Given data >>
----------
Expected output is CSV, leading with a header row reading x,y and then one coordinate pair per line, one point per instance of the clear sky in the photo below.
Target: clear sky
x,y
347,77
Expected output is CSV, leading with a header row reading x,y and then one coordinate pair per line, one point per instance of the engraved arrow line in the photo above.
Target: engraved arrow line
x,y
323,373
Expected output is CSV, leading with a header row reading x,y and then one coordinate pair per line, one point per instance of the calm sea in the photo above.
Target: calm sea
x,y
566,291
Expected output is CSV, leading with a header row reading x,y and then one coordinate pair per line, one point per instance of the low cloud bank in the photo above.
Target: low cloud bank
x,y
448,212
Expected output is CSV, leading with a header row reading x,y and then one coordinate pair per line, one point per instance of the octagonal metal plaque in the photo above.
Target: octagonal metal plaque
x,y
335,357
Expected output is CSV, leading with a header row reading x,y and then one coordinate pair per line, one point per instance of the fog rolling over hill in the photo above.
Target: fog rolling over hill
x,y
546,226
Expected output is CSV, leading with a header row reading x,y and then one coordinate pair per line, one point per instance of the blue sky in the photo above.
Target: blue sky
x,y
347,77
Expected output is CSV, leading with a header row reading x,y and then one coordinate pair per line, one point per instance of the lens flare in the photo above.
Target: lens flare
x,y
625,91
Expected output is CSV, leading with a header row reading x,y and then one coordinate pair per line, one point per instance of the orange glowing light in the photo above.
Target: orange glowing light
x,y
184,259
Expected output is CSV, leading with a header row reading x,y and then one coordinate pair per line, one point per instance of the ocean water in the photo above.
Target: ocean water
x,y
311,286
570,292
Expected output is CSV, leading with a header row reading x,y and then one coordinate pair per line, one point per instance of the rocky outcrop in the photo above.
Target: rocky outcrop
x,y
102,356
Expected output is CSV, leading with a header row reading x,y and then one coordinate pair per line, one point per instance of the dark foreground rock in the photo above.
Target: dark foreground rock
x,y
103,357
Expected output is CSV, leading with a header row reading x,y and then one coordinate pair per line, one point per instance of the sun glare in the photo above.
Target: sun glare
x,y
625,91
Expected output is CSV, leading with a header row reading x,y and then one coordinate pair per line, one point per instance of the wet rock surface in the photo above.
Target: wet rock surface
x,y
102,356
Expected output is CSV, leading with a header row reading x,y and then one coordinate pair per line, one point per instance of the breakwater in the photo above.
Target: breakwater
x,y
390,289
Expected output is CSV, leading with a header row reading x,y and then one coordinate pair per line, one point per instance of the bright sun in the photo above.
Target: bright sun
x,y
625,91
----------
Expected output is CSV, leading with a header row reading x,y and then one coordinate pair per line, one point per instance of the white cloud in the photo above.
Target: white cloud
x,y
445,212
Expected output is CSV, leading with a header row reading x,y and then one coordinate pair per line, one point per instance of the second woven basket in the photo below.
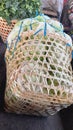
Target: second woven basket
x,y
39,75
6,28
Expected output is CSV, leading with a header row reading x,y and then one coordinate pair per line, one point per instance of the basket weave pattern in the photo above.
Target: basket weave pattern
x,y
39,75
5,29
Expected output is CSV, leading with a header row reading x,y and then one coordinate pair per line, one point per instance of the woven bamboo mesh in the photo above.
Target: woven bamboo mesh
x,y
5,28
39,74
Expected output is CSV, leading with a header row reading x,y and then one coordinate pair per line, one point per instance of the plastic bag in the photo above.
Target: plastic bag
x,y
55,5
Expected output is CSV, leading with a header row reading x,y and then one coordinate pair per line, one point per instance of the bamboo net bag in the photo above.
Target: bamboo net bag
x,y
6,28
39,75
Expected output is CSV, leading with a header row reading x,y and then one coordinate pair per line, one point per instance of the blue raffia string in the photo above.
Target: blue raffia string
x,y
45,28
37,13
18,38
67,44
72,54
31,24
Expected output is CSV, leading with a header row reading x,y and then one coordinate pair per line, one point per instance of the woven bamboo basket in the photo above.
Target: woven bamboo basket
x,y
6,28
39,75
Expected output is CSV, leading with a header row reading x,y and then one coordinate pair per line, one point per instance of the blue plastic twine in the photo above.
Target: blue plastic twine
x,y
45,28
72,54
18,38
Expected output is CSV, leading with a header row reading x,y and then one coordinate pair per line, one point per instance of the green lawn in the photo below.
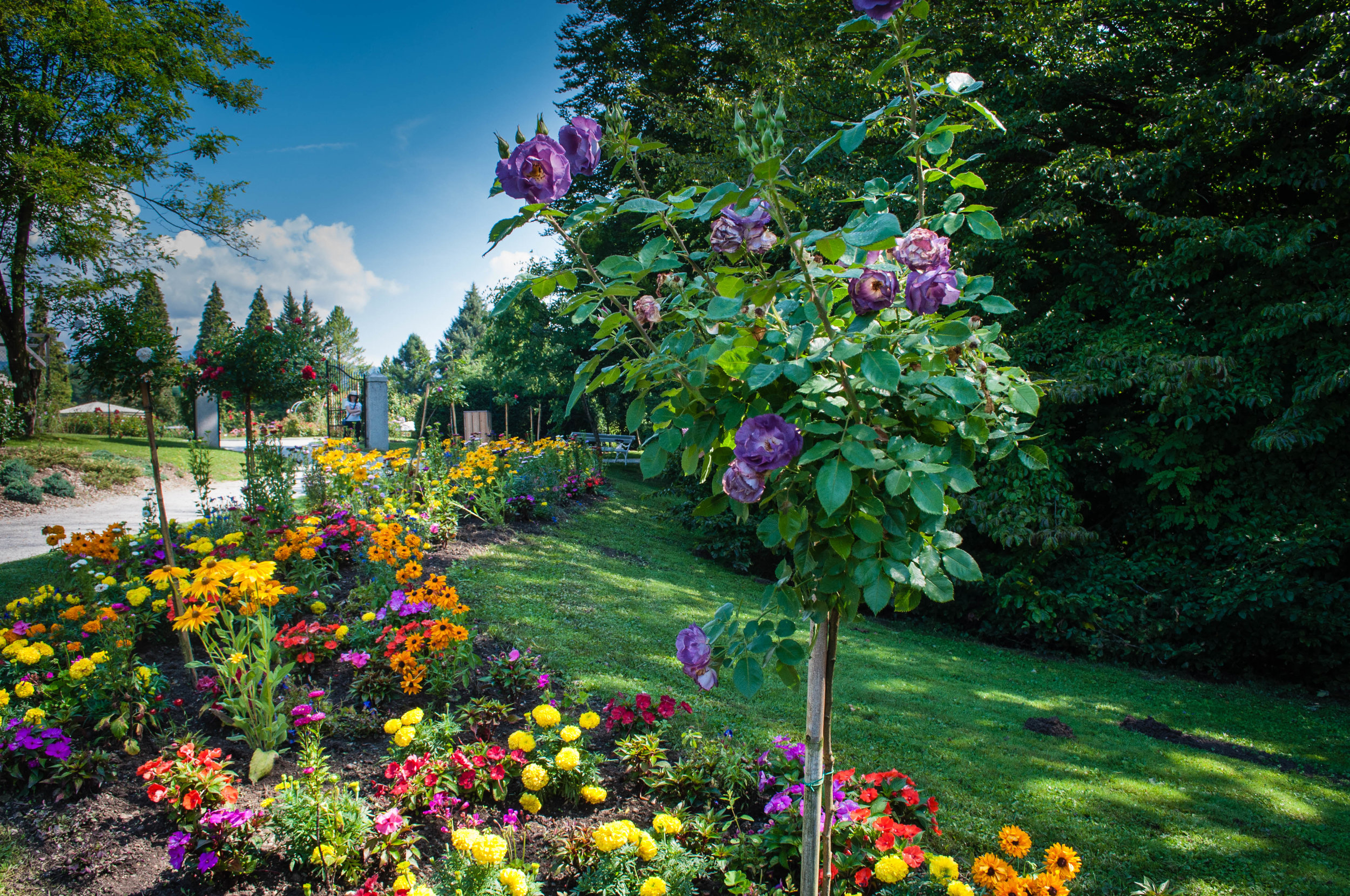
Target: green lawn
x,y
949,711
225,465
----------
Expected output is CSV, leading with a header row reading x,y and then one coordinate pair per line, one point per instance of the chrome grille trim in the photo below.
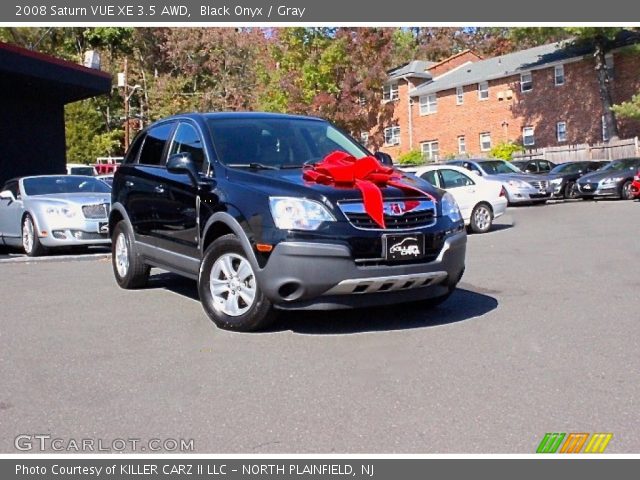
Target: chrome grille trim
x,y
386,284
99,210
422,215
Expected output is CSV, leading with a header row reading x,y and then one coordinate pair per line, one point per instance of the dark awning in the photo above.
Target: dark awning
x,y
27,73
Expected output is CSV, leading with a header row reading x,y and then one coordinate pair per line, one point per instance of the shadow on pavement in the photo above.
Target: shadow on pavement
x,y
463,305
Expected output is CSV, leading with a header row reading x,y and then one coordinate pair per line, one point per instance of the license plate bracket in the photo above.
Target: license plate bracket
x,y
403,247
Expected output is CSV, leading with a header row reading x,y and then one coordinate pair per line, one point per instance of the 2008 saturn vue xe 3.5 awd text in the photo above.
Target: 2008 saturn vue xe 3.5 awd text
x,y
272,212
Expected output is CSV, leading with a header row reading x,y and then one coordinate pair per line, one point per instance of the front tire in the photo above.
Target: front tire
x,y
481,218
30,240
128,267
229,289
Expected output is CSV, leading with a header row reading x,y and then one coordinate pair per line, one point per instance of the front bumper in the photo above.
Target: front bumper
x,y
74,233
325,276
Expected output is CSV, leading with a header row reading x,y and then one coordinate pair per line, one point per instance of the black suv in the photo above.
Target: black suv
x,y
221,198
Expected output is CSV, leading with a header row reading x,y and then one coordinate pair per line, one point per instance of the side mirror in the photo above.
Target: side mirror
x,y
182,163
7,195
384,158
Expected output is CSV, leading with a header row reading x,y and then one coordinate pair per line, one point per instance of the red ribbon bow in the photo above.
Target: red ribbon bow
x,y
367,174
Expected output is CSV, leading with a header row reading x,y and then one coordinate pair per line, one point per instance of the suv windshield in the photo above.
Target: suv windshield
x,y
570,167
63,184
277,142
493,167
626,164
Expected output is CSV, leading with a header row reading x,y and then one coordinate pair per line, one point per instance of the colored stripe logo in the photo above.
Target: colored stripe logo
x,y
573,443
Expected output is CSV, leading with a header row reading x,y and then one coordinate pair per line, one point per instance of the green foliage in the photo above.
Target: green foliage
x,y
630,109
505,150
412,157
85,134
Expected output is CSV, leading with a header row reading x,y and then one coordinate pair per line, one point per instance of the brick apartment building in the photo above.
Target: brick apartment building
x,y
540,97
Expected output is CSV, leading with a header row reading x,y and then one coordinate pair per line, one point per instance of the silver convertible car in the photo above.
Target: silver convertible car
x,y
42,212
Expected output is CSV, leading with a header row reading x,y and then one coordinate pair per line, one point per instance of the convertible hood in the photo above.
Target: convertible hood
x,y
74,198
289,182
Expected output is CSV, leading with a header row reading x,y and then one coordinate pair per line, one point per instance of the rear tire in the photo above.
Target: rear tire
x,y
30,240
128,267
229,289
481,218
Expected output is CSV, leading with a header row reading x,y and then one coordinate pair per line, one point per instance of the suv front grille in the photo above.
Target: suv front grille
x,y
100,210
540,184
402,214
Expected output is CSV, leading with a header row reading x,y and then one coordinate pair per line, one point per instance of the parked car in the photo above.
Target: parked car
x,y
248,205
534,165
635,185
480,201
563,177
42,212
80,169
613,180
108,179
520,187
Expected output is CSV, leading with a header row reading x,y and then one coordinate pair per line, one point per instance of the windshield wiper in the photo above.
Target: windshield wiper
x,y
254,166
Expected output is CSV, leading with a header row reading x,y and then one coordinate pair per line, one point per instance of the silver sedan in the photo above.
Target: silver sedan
----------
Exercise brief >> Scan the material and collect every line that contains "sedan".

Response >>
Expected output is CSV, leading with a header row reading x,y and then one coordinate pair per line, one point per instance of the silver sedan in the photo above.
Target: silver sedan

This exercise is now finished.